* **Written task**: Write out the lines of the listing starting at the line containing "the shower head" and ending at the line containing "<point>327,128</point>", both included, word for word.

[start of Data section]

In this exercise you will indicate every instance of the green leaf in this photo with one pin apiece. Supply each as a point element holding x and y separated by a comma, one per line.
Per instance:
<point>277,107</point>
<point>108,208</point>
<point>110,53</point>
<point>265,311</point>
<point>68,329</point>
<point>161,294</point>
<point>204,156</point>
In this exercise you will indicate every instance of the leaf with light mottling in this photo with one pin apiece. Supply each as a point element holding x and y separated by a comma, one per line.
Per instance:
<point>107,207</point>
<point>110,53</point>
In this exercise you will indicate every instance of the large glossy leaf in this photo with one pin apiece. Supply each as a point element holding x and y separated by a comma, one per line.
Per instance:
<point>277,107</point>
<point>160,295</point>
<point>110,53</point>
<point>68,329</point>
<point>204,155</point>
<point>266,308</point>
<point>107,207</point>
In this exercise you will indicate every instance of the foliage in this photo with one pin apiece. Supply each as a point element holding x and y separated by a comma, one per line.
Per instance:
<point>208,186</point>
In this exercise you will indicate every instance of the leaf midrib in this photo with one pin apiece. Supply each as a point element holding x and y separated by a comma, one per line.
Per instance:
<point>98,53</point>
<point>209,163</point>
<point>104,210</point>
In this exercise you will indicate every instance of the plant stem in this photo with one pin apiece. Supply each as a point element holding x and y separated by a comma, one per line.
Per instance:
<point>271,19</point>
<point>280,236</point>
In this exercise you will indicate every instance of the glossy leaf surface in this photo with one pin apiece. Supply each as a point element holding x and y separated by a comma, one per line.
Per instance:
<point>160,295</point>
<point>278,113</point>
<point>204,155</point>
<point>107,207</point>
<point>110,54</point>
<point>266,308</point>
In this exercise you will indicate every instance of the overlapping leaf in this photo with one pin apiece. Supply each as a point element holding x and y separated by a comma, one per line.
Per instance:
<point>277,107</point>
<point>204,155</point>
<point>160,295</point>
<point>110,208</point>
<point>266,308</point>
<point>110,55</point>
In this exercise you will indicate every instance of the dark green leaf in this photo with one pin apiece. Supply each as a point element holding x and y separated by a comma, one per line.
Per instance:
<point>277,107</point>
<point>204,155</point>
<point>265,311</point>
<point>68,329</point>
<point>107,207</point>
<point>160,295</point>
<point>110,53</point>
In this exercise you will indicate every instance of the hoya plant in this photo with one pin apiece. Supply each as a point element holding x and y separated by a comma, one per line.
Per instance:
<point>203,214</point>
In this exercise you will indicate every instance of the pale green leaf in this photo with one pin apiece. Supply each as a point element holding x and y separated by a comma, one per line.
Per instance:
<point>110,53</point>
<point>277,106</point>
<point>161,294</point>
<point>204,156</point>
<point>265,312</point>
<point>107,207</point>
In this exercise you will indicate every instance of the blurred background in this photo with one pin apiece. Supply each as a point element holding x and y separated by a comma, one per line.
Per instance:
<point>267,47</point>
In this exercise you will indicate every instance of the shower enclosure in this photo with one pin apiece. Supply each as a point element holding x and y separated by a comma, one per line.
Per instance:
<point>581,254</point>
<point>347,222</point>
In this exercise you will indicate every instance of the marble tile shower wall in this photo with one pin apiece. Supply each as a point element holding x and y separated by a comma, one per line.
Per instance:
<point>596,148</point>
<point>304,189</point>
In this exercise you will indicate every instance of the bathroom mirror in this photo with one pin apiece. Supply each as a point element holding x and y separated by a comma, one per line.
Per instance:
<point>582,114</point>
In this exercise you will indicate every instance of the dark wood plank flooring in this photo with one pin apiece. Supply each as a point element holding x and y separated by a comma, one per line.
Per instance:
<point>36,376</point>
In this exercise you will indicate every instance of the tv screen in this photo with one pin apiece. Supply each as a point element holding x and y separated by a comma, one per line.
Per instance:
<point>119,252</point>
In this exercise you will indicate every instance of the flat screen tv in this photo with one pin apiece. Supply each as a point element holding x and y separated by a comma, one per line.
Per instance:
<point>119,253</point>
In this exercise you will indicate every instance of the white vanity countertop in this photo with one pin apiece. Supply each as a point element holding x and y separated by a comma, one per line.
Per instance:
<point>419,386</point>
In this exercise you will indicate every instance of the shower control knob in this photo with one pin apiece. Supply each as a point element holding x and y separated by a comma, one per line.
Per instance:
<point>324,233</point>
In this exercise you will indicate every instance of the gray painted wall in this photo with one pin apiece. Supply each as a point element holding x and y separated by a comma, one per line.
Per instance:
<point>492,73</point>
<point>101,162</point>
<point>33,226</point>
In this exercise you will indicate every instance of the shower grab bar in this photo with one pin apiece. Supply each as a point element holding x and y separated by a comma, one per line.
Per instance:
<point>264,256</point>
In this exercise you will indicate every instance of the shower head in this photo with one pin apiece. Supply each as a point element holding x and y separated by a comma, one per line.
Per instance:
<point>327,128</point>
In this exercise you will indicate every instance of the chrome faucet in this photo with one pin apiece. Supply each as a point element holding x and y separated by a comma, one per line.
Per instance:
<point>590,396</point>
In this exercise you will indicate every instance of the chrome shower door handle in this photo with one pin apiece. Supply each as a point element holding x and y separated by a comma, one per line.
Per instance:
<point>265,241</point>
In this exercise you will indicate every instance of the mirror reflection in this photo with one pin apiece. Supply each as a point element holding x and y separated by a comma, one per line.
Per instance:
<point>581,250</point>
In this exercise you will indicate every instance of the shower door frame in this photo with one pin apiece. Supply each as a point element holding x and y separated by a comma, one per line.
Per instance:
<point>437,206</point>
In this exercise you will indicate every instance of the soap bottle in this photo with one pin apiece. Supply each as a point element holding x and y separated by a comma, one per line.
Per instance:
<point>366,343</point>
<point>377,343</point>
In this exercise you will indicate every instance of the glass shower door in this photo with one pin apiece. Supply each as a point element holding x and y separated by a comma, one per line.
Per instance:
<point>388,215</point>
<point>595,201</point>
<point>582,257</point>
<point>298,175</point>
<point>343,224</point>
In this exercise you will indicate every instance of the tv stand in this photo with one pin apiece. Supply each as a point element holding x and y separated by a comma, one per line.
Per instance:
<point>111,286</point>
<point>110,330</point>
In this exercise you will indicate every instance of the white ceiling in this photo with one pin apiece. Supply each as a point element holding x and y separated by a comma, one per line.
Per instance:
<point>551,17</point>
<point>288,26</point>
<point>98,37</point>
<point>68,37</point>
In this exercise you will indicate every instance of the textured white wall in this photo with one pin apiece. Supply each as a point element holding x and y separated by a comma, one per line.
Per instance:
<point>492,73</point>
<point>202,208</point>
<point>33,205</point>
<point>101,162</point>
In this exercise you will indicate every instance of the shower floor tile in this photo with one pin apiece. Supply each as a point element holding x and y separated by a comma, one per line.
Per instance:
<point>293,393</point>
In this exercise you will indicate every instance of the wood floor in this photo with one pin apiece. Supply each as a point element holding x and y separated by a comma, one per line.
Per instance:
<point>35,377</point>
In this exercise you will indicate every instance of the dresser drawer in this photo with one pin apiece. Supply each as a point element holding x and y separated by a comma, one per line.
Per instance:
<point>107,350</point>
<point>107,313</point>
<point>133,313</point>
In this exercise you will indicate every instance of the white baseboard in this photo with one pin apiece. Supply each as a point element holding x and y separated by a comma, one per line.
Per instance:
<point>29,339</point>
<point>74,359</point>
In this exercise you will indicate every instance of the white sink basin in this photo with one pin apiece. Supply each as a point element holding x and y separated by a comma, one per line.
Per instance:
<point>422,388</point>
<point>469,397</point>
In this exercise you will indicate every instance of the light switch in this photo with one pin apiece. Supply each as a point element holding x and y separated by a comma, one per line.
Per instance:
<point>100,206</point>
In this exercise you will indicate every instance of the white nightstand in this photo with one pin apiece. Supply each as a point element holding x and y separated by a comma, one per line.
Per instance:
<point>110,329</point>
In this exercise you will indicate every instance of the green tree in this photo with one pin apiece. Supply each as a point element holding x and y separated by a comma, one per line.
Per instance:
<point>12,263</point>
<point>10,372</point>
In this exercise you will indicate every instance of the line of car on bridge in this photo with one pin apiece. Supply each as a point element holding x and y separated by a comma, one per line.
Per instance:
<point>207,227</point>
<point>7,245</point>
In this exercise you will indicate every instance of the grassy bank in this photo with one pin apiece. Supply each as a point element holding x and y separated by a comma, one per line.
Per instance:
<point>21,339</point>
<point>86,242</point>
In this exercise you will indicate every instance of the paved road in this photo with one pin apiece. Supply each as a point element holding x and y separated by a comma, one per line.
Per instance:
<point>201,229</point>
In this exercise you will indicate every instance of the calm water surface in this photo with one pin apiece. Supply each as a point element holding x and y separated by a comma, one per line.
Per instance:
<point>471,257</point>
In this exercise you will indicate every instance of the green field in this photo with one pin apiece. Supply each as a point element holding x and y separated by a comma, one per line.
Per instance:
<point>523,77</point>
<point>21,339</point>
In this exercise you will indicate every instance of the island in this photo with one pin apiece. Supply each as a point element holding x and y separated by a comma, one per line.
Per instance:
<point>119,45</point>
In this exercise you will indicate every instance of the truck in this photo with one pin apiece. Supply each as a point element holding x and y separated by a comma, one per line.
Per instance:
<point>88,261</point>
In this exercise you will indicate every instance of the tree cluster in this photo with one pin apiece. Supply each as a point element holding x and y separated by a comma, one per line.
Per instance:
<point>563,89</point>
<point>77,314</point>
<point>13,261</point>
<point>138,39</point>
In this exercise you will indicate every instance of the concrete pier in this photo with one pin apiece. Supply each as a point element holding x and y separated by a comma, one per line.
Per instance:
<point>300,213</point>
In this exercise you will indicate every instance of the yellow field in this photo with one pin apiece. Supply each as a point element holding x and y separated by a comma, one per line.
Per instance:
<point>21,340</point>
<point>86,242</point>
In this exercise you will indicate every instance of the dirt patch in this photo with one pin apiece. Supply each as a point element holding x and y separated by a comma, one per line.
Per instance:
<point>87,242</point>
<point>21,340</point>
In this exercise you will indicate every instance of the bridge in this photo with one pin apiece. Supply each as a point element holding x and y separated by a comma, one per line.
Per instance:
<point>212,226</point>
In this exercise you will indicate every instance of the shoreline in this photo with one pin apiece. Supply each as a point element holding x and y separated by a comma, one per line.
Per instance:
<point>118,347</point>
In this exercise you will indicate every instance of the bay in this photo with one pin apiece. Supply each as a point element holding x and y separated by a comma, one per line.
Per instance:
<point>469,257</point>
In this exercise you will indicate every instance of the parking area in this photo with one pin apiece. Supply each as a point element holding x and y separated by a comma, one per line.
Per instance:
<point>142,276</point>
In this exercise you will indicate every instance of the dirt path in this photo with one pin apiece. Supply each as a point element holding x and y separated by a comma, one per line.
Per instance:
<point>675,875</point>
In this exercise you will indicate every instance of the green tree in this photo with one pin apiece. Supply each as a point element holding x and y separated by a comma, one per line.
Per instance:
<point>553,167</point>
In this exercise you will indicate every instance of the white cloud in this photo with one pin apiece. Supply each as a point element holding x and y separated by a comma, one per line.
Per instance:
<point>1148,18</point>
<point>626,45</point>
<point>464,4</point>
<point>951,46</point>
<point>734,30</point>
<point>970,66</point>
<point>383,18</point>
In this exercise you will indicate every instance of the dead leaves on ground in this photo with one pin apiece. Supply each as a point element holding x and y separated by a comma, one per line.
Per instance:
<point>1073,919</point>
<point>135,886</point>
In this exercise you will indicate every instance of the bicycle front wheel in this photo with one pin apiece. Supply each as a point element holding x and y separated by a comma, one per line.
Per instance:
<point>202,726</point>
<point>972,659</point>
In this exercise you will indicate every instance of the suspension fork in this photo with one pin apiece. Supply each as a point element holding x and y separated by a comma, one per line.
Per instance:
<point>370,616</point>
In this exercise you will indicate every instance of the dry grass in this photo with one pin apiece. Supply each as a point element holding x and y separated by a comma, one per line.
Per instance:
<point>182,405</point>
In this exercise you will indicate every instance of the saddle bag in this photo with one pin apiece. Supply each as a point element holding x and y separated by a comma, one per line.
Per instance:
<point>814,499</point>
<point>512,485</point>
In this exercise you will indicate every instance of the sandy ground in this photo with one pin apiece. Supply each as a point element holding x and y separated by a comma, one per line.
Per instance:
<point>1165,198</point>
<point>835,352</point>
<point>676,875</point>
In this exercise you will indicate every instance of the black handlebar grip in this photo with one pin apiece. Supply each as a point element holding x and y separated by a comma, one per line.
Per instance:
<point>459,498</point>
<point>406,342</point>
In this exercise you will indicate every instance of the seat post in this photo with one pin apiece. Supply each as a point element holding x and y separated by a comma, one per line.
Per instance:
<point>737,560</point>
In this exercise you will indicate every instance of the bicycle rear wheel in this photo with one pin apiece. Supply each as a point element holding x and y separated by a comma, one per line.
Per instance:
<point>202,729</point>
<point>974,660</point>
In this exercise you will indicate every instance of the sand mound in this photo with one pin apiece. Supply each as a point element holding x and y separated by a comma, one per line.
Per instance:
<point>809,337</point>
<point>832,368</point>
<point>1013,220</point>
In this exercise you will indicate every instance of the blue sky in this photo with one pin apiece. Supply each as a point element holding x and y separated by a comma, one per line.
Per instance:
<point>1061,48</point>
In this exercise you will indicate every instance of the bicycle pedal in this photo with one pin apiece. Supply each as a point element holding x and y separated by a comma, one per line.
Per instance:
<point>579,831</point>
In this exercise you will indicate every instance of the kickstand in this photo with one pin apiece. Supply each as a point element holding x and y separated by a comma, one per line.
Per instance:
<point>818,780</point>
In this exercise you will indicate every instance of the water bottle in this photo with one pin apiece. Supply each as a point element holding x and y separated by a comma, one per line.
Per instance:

[end of Data section]

* **Result below**:
In this exercise you will indicate every instance of the shower head in this photo with one pin apiece. Supply each as a point element holding x and y separated by a comma, one per line.
Per instance:
<point>327,128</point>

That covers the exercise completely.